* [What you should do] Copy out every item below word for word, keeping each line as it stands.

* [Records provided]
━━━━━━━━━━━━━━━━
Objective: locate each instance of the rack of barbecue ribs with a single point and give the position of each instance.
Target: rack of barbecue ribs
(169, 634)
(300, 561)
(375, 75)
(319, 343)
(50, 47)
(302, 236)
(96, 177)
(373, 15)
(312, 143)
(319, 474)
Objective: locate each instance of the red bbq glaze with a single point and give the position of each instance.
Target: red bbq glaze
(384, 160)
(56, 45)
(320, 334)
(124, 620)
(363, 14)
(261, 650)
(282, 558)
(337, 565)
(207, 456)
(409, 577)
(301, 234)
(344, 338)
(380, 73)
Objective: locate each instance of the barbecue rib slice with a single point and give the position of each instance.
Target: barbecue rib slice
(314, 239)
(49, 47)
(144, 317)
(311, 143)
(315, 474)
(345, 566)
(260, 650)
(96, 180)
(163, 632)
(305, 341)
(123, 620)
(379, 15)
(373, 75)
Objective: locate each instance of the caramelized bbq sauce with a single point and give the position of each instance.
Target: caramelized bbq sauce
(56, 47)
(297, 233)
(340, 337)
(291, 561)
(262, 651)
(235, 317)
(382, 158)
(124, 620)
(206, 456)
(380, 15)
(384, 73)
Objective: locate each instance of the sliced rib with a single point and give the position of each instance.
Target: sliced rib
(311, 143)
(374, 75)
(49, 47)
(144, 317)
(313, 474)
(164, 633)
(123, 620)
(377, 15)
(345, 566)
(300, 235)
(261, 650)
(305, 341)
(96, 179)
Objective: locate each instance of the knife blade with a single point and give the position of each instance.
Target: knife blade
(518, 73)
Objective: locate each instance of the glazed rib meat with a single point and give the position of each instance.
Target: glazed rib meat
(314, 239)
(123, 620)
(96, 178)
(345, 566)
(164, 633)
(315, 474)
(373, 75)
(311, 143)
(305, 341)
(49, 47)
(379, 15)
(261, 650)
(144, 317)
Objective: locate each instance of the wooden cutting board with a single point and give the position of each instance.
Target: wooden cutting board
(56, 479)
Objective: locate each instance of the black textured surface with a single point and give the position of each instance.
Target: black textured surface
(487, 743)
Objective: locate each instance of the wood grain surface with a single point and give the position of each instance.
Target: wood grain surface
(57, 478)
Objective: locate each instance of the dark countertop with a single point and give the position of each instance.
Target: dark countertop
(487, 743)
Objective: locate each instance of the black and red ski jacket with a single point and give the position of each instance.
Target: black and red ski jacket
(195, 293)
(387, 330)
━━━━━━━━━━━━━━━━
* [Result of the task]
Objective: locate each instance of the rack of barbecue ribs with a single point and give the position of each instance.
Target: rack of barbecue ribs
(169, 634)
(300, 561)
(375, 75)
(319, 343)
(50, 47)
(302, 236)
(96, 177)
(373, 15)
(312, 143)
(319, 474)
Objective: locate each instance of the red bbq glaze with a single point and give the position of each instance.
Target: red bbq glaze
(384, 160)
(56, 45)
(320, 334)
(124, 620)
(363, 14)
(261, 650)
(282, 558)
(337, 565)
(207, 456)
(409, 577)
(301, 234)
(344, 338)
(380, 73)
Objective: locate each instance of the barbecue rib slice with a single point and give the position of each instance.
Target: barbecue rib slice
(314, 239)
(49, 47)
(144, 317)
(311, 143)
(315, 474)
(345, 566)
(260, 650)
(96, 180)
(163, 632)
(305, 341)
(123, 620)
(379, 15)
(373, 75)
Objective: locate each instance of the caramelized bbq sauce with a single point and give the position of each instance.
Target: caramelized bbq sauce
(56, 47)
(297, 233)
(340, 337)
(291, 561)
(262, 651)
(235, 317)
(382, 158)
(124, 620)
(206, 456)
(380, 15)
(384, 73)
Objective: locate each instance of the sliced rib with a single point and give the position of each instance.
Target: sliced rib
(311, 143)
(374, 75)
(49, 47)
(144, 317)
(313, 474)
(164, 633)
(123, 620)
(377, 15)
(345, 566)
(300, 235)
(261, 650)
(305, 341)
(96, 179)
Objective: locate each instance of the knife blade with a single point and give the position of each instance.
Target: knife blade
(518, 73)
Objective: locate each instance of the glazed rib meat with a single point and give the position of each instance.
Target: glazed rib meat
(314, 239)
(123, 620)
(96, 178)
(345, 566)
(164, 633)
(315, 474)
(373, 75)
(311, 143)
(305, 341)
(49, 47)
(379, 15)
(261, 650)
(144, 317)
Objective: locate each instance of the wooden cutting board with a single point and give the position of each instance.
Target: wooden cutting board
(56, 479)
Objective: locate each instance of the black textured surface with a single point and give the position of each instance.
Target: black textured surface
(487, 743)
Objective: locate each instance of the wood grain surface with a single point and give the position of each instance.
Target: wood grain surface
(57, 478)
Objective: locate each instance of the dark countertop with a single point and give the position of each instance.
Target: dark countertop
(487, 743)
Objective: locate each instance of the black and red ski jacket with a single point and give the position of each instance.
Target: black and red ski jacket
(195, 293)
(387, 330)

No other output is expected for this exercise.